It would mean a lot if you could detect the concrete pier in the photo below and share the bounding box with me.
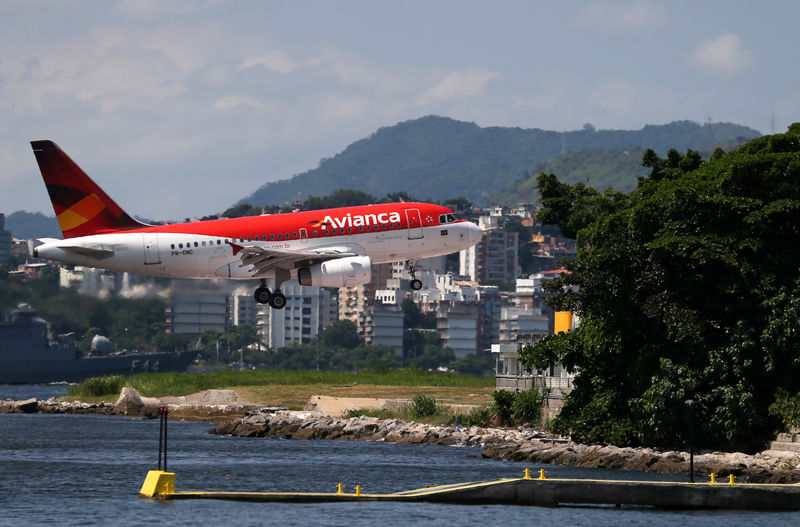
[141,471,800,511]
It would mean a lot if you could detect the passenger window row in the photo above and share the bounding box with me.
[170,218,406,250]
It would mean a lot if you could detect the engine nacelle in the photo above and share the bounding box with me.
[297,256,372,287]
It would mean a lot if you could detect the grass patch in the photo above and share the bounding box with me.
[67,375,125,397]
[342,408,406,419]
[125,369,494,397]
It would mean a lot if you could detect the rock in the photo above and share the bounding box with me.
[114,386,158,417]
[16,397,39,414]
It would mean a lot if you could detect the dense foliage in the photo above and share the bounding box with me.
[523,124,800,450]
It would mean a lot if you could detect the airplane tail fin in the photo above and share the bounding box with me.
________________
• _Exercise goal_: Switch every "photo" in the material to "image" and reproduce the rest unchanged. Leave the pictures out.

• _Reply to the exercise_:
It would mean a lot if you could detect the concrete pier in the image below and share the bounding box with me.
[141,471,800,511]
It would mean a lot if you could detect the passenger window row in the image above and share the bounding box with me.
[170,218,406,250]
It would mean a lot if you could detect the engine nacelle in the image above and share the bounding box with me.
[297,256,372,287]
It would mean a lot if you could detect the grass patch in the image above and share the bounding box with me.
[67,375,125,397]
[342,408,406,419]
[125,369,494,397]
It would mean a lot if you could detect the rock in the image above and share the bounding box with me.
[114,386,158,417]
[16,397,39,414]
It would mean a lot if you could detect the dense foliage in the image above and share the bounding box with me.
[523,124,800,450]
It would mean a lot if you could detect the airplane tail fin in the image above and share the bounding box with me.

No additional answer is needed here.